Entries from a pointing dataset
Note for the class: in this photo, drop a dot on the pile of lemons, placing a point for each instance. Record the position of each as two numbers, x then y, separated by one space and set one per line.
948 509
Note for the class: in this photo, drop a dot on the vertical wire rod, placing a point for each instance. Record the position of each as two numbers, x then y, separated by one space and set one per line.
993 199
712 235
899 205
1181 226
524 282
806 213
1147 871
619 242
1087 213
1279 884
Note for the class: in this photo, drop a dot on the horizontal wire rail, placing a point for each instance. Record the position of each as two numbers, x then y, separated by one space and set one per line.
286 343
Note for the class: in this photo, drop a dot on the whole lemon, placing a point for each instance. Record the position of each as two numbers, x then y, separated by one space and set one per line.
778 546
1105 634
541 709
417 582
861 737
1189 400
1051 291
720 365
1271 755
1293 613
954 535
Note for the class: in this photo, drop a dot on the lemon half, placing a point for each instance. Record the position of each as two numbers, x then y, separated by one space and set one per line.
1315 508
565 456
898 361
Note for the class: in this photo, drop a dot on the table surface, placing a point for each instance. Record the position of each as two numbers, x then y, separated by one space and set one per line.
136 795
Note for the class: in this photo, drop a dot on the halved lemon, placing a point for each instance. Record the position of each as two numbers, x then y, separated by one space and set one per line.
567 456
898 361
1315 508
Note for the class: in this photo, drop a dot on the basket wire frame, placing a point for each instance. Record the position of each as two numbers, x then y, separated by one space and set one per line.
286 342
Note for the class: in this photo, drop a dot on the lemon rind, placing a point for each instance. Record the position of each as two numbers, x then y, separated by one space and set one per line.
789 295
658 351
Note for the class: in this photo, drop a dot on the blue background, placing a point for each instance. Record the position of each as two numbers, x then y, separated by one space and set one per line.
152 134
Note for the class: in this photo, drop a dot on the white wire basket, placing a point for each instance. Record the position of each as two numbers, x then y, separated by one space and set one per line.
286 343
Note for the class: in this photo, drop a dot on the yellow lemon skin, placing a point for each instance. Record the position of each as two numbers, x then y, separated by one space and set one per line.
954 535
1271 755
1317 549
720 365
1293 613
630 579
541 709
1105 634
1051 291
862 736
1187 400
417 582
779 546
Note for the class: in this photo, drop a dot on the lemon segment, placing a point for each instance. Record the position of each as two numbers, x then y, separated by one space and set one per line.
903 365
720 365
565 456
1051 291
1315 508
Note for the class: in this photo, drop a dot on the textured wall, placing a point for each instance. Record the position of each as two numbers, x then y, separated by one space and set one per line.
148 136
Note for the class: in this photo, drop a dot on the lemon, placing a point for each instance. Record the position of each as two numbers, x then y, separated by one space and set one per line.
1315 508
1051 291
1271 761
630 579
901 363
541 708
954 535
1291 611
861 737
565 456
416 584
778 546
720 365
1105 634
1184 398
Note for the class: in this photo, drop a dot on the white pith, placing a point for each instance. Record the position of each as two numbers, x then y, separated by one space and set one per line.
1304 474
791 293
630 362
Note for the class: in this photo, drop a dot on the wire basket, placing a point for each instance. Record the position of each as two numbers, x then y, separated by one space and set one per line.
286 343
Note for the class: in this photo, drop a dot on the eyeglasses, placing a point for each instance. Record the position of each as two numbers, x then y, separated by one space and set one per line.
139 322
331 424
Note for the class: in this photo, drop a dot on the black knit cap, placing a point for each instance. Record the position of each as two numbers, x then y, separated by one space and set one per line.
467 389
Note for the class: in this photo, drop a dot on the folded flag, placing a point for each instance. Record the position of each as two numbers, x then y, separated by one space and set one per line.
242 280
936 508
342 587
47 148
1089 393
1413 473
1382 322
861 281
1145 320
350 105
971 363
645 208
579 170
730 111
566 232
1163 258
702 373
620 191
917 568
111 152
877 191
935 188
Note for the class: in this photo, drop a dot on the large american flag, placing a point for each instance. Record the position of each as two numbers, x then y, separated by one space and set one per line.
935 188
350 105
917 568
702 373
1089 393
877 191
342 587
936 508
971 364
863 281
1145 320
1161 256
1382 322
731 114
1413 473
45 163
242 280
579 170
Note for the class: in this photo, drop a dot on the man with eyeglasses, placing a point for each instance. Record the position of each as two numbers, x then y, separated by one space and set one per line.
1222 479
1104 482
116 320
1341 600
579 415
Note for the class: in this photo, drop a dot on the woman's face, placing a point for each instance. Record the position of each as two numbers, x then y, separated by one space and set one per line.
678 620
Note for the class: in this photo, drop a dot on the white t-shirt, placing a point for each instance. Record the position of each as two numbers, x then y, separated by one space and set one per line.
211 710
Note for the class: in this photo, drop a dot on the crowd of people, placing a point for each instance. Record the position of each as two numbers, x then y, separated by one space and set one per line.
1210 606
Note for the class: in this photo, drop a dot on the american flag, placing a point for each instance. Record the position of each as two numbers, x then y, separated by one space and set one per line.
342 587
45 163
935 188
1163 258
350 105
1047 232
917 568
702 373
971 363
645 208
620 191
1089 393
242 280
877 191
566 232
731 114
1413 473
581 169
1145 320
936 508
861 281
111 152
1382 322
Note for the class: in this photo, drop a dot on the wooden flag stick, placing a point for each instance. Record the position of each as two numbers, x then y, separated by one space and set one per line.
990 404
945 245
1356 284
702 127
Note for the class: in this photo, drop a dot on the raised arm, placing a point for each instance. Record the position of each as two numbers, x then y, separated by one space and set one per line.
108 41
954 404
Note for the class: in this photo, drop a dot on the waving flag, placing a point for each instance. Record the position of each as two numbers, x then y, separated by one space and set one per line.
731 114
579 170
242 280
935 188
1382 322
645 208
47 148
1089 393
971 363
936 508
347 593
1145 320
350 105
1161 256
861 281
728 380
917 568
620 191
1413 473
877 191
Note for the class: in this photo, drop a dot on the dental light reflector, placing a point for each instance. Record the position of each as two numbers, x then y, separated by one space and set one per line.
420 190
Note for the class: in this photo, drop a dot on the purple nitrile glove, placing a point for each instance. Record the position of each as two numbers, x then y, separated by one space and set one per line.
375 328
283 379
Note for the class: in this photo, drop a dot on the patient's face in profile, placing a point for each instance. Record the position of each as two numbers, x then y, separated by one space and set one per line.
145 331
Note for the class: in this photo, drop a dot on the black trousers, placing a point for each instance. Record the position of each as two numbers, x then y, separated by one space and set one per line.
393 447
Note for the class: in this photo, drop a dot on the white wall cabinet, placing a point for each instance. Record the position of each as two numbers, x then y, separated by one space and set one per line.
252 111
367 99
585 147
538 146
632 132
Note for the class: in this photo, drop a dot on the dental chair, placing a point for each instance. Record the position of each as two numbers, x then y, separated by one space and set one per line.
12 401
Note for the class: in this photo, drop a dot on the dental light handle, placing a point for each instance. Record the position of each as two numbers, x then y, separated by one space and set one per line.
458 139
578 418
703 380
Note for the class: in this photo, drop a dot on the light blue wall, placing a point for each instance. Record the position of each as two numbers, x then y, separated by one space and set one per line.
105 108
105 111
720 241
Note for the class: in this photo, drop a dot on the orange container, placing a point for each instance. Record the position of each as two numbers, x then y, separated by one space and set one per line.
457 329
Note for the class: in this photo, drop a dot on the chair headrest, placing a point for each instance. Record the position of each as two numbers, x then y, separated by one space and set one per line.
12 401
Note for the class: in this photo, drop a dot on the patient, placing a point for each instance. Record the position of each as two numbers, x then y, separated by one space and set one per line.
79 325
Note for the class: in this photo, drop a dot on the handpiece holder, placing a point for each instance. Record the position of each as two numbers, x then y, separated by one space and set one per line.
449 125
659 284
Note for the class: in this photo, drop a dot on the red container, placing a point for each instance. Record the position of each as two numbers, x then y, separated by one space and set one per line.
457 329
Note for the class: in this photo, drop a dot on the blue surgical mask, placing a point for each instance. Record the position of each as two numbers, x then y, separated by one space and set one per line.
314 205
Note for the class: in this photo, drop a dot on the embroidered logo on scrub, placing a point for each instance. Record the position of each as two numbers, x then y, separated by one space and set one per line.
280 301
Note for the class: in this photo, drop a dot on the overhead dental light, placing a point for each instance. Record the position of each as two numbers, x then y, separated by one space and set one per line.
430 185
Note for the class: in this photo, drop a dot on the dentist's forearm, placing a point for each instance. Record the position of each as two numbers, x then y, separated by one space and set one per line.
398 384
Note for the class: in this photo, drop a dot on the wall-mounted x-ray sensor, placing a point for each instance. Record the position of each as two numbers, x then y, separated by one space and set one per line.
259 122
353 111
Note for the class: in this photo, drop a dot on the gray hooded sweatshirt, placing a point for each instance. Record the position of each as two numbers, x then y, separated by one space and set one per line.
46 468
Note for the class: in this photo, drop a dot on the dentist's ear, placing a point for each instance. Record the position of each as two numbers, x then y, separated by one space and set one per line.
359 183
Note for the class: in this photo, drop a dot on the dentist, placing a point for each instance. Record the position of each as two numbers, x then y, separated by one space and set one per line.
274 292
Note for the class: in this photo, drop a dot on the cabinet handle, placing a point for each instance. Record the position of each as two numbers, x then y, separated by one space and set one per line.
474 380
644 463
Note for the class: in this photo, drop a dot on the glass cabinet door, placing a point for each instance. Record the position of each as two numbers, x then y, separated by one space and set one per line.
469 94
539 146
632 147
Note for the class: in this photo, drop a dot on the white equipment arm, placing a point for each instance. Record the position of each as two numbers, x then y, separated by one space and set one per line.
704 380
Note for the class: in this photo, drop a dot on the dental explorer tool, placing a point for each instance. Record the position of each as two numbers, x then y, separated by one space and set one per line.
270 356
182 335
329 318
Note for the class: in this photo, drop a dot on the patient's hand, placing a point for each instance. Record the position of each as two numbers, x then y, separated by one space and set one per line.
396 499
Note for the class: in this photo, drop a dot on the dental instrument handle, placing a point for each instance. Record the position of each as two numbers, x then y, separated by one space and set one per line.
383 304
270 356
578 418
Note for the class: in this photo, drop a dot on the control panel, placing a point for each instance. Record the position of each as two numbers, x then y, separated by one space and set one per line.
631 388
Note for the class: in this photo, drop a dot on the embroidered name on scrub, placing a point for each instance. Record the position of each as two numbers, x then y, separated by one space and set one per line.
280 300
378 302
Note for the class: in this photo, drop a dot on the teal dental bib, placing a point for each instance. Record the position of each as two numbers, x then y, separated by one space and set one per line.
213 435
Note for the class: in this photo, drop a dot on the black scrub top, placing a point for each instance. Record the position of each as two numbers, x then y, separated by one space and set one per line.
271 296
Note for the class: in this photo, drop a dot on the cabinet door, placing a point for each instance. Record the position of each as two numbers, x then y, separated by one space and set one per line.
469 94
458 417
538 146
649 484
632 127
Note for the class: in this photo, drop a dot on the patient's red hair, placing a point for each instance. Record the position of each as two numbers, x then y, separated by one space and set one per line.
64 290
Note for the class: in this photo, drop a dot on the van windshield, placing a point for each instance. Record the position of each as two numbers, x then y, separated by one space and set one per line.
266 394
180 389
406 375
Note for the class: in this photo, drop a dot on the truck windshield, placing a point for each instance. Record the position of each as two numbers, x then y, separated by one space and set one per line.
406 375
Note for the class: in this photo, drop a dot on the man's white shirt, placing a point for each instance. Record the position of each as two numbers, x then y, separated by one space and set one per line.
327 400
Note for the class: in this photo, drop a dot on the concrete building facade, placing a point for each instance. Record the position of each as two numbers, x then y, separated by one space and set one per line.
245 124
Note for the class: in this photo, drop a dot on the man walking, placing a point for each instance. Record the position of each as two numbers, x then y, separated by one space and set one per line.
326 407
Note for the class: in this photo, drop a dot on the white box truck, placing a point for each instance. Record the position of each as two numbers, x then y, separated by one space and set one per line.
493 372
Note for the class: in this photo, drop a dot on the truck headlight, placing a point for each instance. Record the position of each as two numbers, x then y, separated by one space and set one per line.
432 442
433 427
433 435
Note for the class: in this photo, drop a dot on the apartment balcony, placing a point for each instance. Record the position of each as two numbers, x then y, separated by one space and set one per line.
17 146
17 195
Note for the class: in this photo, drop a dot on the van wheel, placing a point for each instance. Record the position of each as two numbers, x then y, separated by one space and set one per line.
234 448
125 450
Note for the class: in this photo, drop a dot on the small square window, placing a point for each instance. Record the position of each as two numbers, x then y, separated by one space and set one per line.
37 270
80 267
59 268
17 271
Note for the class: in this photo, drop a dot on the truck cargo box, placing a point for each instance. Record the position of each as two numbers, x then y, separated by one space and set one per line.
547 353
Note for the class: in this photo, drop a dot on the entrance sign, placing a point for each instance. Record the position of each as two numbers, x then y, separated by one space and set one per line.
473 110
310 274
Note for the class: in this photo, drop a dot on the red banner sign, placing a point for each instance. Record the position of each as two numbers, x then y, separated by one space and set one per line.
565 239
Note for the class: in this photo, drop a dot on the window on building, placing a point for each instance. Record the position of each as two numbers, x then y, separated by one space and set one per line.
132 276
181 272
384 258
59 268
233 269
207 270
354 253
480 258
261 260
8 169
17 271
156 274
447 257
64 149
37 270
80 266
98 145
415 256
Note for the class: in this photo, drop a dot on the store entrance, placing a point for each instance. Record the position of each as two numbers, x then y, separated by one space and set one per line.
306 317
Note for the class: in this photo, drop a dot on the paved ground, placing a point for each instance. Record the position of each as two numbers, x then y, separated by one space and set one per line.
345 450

**Request**
From the line containing "on the store" through the closing line of the material above, return every line exactly and omit all others.

**Full answer**
Note for the class: in this photo, drop a dot on the store entrance, placing a point for each instance. Record the position of each as two numbers, x then y, separated by one space and set one per line.
306 317
Note for the class: in this photo, drop a dot on the paved ground, placing a point for each instance. Record the position of each as two numbers, x then y, separated by one space and set one per line.
345 450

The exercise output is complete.